(Dataset entries)
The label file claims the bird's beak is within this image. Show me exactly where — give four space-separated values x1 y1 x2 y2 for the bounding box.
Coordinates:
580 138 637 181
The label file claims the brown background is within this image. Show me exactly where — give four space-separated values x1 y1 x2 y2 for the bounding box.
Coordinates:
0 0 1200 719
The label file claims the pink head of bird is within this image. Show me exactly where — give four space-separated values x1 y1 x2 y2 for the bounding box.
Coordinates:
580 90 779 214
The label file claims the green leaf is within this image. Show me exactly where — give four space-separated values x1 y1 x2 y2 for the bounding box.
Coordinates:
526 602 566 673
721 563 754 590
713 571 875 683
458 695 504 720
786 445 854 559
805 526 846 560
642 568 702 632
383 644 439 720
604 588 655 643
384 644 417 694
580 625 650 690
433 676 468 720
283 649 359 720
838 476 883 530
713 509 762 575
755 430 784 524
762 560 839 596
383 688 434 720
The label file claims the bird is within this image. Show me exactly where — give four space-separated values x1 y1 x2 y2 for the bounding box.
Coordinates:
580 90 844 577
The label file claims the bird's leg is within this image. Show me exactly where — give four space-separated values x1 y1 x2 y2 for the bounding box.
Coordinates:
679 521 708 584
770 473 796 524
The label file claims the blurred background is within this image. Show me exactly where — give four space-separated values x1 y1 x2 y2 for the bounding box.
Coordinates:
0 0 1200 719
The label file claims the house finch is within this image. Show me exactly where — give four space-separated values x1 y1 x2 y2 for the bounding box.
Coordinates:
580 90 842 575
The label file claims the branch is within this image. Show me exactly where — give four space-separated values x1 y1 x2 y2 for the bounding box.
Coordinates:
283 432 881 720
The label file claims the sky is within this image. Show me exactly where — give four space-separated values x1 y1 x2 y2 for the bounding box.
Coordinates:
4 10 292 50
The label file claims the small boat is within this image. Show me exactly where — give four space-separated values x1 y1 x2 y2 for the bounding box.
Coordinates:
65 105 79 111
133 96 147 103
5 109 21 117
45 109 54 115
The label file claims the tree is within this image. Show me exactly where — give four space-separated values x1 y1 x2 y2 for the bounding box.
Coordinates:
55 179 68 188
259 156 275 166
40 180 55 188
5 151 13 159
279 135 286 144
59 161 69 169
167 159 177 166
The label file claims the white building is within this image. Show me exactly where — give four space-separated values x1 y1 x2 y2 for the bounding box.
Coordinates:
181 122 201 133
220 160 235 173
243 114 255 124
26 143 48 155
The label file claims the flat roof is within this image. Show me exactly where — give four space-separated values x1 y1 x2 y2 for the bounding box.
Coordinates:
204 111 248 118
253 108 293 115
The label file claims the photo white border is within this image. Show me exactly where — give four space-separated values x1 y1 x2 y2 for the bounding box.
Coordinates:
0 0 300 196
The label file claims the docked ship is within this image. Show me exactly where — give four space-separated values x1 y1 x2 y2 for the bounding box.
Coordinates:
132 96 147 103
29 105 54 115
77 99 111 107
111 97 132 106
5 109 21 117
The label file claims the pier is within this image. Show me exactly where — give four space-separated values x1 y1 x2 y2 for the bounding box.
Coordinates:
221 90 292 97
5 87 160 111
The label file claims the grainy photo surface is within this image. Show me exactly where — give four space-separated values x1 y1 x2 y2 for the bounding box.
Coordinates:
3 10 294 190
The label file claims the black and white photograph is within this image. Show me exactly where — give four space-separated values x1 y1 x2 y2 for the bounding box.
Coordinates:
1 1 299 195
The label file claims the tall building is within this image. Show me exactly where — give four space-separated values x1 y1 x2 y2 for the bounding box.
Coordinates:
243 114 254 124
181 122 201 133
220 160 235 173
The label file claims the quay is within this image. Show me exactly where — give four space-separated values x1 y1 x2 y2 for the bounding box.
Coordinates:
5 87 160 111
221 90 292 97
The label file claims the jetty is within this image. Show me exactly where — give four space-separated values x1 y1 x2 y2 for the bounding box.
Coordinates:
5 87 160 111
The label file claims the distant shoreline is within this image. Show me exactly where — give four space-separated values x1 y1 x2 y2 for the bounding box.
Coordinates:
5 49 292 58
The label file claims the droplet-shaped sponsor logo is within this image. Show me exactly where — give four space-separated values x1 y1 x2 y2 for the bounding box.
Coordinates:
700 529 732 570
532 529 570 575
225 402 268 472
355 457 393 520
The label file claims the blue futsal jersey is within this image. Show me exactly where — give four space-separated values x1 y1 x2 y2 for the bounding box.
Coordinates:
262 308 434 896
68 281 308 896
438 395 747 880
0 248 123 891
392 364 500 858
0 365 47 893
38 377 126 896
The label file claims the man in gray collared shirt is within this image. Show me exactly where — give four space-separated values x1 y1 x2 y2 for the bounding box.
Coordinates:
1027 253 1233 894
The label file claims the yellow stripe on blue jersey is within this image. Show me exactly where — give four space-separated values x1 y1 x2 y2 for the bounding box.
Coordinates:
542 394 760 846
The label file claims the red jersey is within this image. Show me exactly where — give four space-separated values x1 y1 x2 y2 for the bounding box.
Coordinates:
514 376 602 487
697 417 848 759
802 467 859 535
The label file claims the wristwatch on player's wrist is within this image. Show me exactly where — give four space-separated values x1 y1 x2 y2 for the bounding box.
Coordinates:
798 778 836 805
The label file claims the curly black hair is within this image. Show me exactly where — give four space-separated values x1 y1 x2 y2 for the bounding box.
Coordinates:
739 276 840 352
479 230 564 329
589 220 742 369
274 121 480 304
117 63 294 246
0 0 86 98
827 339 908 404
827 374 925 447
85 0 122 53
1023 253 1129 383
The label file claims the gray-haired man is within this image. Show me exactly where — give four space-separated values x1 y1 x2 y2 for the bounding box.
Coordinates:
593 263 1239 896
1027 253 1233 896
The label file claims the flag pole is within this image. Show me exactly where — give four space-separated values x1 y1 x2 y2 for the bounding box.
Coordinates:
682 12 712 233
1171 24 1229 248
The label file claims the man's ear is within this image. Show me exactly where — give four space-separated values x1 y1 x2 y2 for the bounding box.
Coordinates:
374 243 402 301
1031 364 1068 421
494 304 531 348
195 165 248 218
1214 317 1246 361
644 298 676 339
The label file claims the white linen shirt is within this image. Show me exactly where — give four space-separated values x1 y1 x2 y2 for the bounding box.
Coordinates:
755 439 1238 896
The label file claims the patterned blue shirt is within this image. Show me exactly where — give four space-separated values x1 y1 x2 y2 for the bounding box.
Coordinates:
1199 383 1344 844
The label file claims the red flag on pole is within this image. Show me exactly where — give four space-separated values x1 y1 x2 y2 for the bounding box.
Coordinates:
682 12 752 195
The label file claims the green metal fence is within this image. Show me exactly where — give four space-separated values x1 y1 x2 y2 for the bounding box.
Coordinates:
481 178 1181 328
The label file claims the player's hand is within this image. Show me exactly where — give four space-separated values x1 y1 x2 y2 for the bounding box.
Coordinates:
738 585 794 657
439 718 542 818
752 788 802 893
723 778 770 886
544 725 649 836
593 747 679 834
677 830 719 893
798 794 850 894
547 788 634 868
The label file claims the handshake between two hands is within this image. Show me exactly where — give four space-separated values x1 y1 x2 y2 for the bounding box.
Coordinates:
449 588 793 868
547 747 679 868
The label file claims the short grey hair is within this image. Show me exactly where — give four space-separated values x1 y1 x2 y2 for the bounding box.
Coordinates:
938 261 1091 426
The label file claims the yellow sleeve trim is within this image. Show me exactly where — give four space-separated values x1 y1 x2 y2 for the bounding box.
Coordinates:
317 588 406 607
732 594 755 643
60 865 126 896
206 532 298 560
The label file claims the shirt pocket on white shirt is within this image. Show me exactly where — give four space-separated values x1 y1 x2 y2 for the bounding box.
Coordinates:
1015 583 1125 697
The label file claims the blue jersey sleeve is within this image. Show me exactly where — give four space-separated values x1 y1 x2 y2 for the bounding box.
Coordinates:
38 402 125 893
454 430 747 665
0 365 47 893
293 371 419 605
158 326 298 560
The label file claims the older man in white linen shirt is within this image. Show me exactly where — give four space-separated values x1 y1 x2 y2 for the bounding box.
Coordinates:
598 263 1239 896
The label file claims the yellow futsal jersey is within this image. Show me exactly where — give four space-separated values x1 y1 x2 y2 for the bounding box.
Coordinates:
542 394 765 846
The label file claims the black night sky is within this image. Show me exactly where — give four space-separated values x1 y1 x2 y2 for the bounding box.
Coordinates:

* Goal of the exercise
Turn the entries that begin at the line containing "The label file claims the flat" and end with the line containing "253 108 293 115" into a two-column CSV with the headers instruction and bounding_box. Make one row per entry, place each value in a single quoted field, and replace line breaks with spaces.

* Complete answer
instruction,bounding_box
"The label file claims the flat roof is within this image. Show me exactly where — give four space-separated values x1 y1 x2 y2 for the bounding box. Coordinates:","204 111 248 118 253 108 293 115"